Arrange everything in the listing below, from the line containing "of the yellow" down to the line containing "[[781, 383]]", as a Markdown table with the columns Row and Line. Give each line its own numbered row and omit blank lines.
_ _ _
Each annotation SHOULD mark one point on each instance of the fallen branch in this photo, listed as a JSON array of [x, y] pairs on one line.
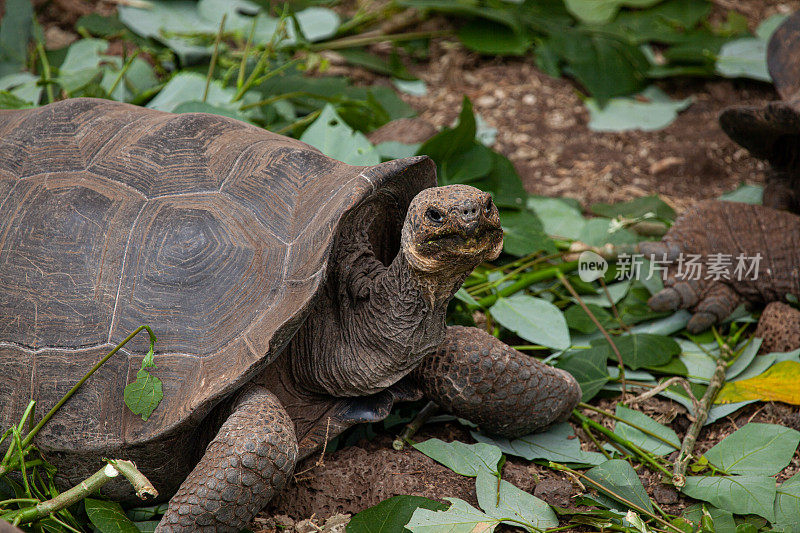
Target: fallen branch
[[79, 492], [700, 417]]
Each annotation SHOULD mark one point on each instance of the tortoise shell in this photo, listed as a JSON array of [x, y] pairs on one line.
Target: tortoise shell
[[214, 232]]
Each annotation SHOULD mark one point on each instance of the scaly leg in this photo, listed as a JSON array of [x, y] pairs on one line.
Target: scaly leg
[[507, 393], [249, 460]]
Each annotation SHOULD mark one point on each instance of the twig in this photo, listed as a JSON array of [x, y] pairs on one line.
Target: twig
[[631, 424], [214, 55], [144, 489], [68, 497], [564, 281], [412, 427], [638, 508], [700, 417]]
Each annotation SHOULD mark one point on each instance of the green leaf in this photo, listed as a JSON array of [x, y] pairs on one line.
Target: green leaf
[[737, 494], [578, 320], [461, 517], [451, 141], [523, 234], [744, 58], [534, 319], [464, 459], [492, 38], [334, 138], [723, 520], [204, 107], [16, 31], [143, 395], [558, 217], [606, 65], [650, 110], [589, 368], [189, 87], [318, 23], [602, 11], [108, 517], [787, 505], [747, 194], [641, 349], [559, 444], [10, 101], [755, 449], [513, 503], [619, 477], [644, 440], [390, 516]]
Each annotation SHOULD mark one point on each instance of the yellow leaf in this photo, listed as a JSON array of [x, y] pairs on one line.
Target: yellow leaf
[[781, 383]]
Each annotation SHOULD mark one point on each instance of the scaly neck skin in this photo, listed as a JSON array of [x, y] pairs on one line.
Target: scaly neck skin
[[386, 319]]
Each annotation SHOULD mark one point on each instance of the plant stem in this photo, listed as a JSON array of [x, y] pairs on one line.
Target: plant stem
_ _ _
▶ [Result below]
| Row | Line |
|---|---|
| 1 | Each annotation SHOULD mark one point on each instance of the yellow leaf in this photo, listed as a JSON array of [x, y] pairs on one line. |
| 2 | Target: yellow leaf |
| 3 | [[781, 383]] |